→ TEXTE EXTRAIT:
┌────────

Cette belle initiative a vécu : jeudi 15 août, le président équatorien, Rafael Correa, a annoncé avoir signé le décret de liquidation de ce fonds, et par conséquent la fin du projet Yasuni. Parallèlement, et en dépit de l'opposition des populations concernées, il a demandé à son Congrès d'autoriser l'exploitation du pétrole dans le parc. Selon lui, le fonds de compensation n'a été alimenté qu'à hauteur de... 13,3 millions de dollars (10 millions d'euros).

La crise mondiale est passée par là, mettant à mal les engagements des uns et des autres. Ainsi, vendredi 16 août, la Nouvelle-Zélande a annoncé qu'elle renonçait à son objectif de diminuer de 10 % à 20 % ses émissions de gaz à effet de serre d'ici à 2020 par rapport à leur niveau de 1990 et qu'elle se contenterait d'une baisse de 5 %. Wellington a reconnu avoir dû choisir entre ambition environnementale et réalités économiques.

David Cameron a fait un choix similaire : le premier ministre britannique a multiplié, ces derniers jours, les déclarations en faveur de l'exploitation du gaz de schiste, assurant que ce serait "une grave erreur" de se priver de cette ressource. Ses arguments : création d'emplois, facture énergétique réduite pour les ménages, versement de redevances aux collectivités.

Le gaz de schiste étant une énergie hautement carbonée, on voit mal alors comment le Royaume-Uni sera en mesure d'honorer l'engagement européen de réduction des émissions de gaz à effet de serre de 20 % en 2020. Le temps - c'était en 2007 - semble bien révolu où le gouvernement travailliste faisait adopter une loi engageant le Royaume-Uni à réduire ses émissions de 80 % d'ici à 2050.

└────────

→ LIGNES DISPONIBLES:
┌────────

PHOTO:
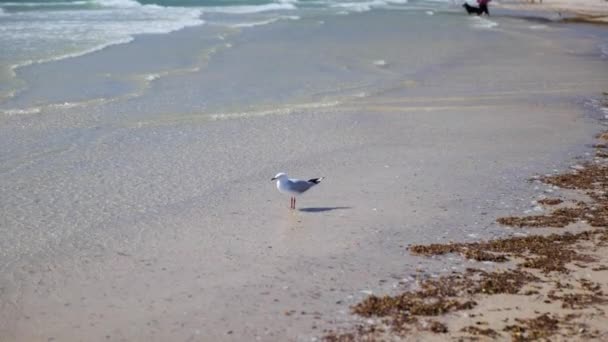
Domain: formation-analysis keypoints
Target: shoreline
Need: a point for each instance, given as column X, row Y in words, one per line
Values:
column 585, row 11
column 143, row 225
column 549, row 282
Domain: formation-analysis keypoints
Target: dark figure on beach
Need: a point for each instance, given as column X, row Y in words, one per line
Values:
column 483, row 7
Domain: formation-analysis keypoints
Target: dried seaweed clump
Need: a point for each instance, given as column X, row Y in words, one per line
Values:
column 547, row 253
column 550, row 201
column 473, row 330
column 558, row 219
column 591, row 176
column 532, row 329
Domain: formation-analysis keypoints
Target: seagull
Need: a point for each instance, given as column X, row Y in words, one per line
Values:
column 294, row 187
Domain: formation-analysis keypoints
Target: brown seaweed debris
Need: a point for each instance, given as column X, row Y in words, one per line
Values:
column 550, row 201
column 473, row 330
column 542, row 326
column 592, row 176
column 558, row 219
column 439, row 296
column 547, row 253
column 437, row 327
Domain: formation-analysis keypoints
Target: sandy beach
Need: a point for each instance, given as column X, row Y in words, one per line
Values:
column 136, row 198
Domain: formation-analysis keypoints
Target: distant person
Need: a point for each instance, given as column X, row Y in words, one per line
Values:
column 483, row 6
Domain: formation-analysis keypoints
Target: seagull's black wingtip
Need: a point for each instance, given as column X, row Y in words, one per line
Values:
column 315, row 180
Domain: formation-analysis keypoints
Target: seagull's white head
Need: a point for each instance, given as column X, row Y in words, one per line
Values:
column 279, row 176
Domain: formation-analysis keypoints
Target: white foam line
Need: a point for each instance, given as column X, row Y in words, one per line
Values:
column 246, row 9
column 264, row 22
column 279, row 111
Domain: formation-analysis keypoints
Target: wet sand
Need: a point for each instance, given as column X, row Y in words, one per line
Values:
column 176, row 232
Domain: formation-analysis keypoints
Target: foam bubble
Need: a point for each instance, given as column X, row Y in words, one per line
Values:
column 359, row 6
column 118, row 3
column 246, row 9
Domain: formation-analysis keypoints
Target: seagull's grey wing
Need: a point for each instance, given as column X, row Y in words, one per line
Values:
column 299, row 185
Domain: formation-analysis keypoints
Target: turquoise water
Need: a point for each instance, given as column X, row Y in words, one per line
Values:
column 36, row 31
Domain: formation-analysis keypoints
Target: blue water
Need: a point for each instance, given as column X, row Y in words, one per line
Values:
column 35, row 31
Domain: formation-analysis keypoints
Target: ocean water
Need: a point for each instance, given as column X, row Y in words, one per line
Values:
column 39, row 31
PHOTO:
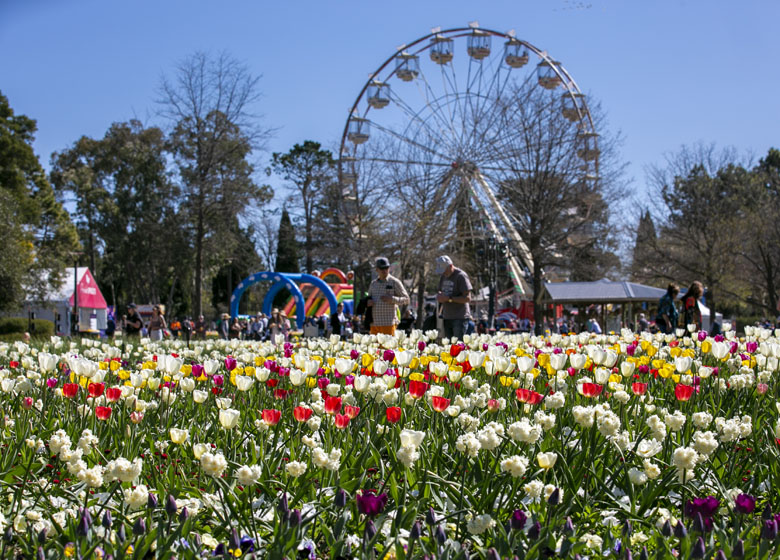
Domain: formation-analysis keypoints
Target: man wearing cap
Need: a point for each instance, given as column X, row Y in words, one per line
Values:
column 454, row 296
column 386, row 293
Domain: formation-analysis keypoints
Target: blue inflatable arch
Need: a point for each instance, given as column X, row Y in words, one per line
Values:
column 282, row 280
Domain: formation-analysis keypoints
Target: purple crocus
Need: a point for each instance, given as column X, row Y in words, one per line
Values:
column 370, row 504
column 745, row 503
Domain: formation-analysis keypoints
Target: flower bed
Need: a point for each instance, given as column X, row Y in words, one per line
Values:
column 393, row 447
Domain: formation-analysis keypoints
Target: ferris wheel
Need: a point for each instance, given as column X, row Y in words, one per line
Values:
column 440, row 110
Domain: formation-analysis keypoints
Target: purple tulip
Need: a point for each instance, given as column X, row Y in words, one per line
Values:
column 518, row 520
column 370, row 504
column 745, row 503
column 706, row 506
column 769, row 530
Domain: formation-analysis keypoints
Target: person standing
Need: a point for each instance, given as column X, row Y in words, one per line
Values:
column 200, row 328
column 157, row 324
column 691, row 309
column 666, row 319
column 454, row 296
column 387, row 293
column 132, row 321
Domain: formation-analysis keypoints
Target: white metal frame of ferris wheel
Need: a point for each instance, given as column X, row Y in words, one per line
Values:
column 443, row 109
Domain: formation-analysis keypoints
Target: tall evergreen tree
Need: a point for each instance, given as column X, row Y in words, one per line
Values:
column 37, row 233
column 646, row 240
column 287, row 259
column 309, row 170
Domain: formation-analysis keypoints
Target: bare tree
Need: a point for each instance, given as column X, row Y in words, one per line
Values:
column 563, row 215
column 699, row 196
column 209, row 102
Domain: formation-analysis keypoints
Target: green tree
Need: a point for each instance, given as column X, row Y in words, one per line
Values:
column 287, row 259
column 209, row 100
column 309, row 170
column 760, row 249
column 38, row 235
column 563, row 214
column 125, row 206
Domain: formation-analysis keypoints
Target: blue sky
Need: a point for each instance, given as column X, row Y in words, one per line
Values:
column 667, row 72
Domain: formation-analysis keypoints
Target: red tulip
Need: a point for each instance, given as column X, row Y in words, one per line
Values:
column 393, row 414
column 301, row 413
column 683, row 392
column 70, row 390
column 528, row 396
column 271, row 416
column 341, row 420
column 352, row 411
column 592, row 389
column 103, row 412
column 417, row 389
column 440, row 404
column 96, row 389
column 639, row 388
column 332, row 404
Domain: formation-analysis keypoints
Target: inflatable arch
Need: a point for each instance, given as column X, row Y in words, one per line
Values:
column 282, row 280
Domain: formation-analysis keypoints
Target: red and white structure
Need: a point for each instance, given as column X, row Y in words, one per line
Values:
column 82, row 292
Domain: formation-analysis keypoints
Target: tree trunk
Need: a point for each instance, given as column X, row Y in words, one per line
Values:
column 420, row 298
column 199, row 266
column 309, row 258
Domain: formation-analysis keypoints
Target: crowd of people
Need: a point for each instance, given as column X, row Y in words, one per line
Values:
column 384, row 309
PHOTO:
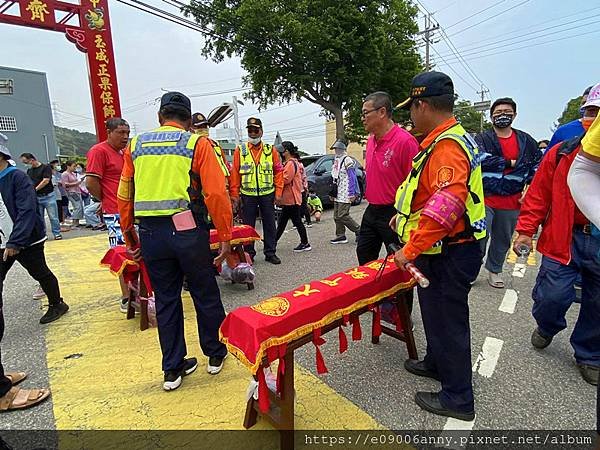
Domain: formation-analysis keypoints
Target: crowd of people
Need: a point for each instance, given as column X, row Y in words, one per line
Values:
column 445, row 197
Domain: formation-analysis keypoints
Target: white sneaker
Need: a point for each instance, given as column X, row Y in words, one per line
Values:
column 39, row 293
column 495, row 280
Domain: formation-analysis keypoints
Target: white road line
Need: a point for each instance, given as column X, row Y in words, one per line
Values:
column 488, row 357
column 519, row 270
column 456, row 431
column 509, row 301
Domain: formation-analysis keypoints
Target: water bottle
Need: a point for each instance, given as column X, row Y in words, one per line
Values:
column 523, row 252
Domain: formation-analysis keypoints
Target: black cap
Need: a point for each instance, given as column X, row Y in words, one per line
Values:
column 176, row 99
column 254, row 122
column 198, row 120
column 428, row 84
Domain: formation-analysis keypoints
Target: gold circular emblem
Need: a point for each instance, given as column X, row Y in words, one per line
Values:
column 274, row 306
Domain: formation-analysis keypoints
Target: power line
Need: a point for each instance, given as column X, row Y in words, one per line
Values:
column 528, row 46
column 532, row 35
column 490, row 18
column 452, row 69
column 469, row 47
column 474, row 14
column 469, row 70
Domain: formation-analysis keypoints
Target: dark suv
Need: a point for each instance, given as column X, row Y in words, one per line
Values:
column 318, row 173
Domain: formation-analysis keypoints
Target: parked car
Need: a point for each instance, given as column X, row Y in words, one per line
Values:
column 318, row 174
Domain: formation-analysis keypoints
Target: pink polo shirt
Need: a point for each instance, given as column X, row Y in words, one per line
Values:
column 388, row 163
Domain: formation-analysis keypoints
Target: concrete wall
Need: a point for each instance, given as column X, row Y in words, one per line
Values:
column 30, row 105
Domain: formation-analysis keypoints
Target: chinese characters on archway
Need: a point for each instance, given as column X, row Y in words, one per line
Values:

└────────

→ SÉRIE DE CONSIGNES:
A: Modifiez les lignes, du début jusqu'à la ligne contenant « column 483, row 6 » incluse, en remplaçant « seagull » par « gull » et en laissant tout le reste identique. Ne reproduisez pas les images.
B: Donnez la suite du texte sur les engagements climatiques revus à la baisse.

→ CORRIGÉ:
A:
PHOTO:
Domain: formation-analysis keypoints
Target: shoreline
Need: a point for each instance, given as column X, row Y in words, one per line
Values:
column 585, row 11
column 143, row 225
column 549, row 282
Domain: formation-analysis keypoints
Target: dark figure on beach
Need: a point for each instance, given as column X, row Y in words, one per line
Values:
column 483, row 7
Domain: formation-analysis keypoints
Target: dried seaweed clump
Need: a point for each instance, given as column X, row Y in words, one per line
Values:
column 547, row 253
column 550, row 201
column 473, row 330
column 558, row 219
column 591, row 176
column 532, row 329
Domain: formation-analysis keypoints
Target: gull
Need: a point for each instance, given as column X, row Y in words, one per line
Values:
column 294, row 187
Domain: formation-analysis keypoints
Target: brown seaweed debris
Need: a point for each instance, given as column X, row Y in words, one per line
Values:
column 550, row 201
column 473, row 330
column 542, row 326
column 592, row 176
column 558, row 219
column 439, row 296
column 547, row 253
column 437, row 327
Domain: formation-analysis keypoints
Target: sandy beach
Need: a point for each instance, given as column X, row Y in words, one per line
Values:
column 136, row 198
Domain: formation-analysis keypoints
Target: distant person
Need: a point for each instance, given as column X, row Y in words, one per line
Values:
column 483, row 6

B:
Ce faisceau de signaux - dans le sillage de la ruée américaine sur le gaz de schiste et de l'augmentation continue de la consommation mondiale de charbon - atteste du retour en force des énergies fossiles. En temps de crise, les gouvernements ont le plus grand mal à résister à leur attrait immédiat. Après une courte trêve, les émissions mondiales de CO2 sont reparties à la hausse depuis 2011.

Dès lors, qu'espérer des prochaines étapes des négociations internationales sur le climat, et en particulier de la conférence qui sera organisée à Paris, fin 2015 ? Ce nouveau cycle de discussions est censé aboutir à un nouvel accord mondial permettant de contenir l'élévation moyenne des températures en deçà de 2 oC. Mais comment aboutir à un accord ambitieux si la communauté internationale continue à se montrer aussi velléitaire et à faire des choix énergétiques qui se situent aux antipodes de ses discours vertueux ?

Si elle souhaite que cette conférence de Paris, voulue par François Hollande, ne débouche pas sur un fiasco - comme à Copenhague en 2009 -, la France va devoir monter en première ligne, et vite.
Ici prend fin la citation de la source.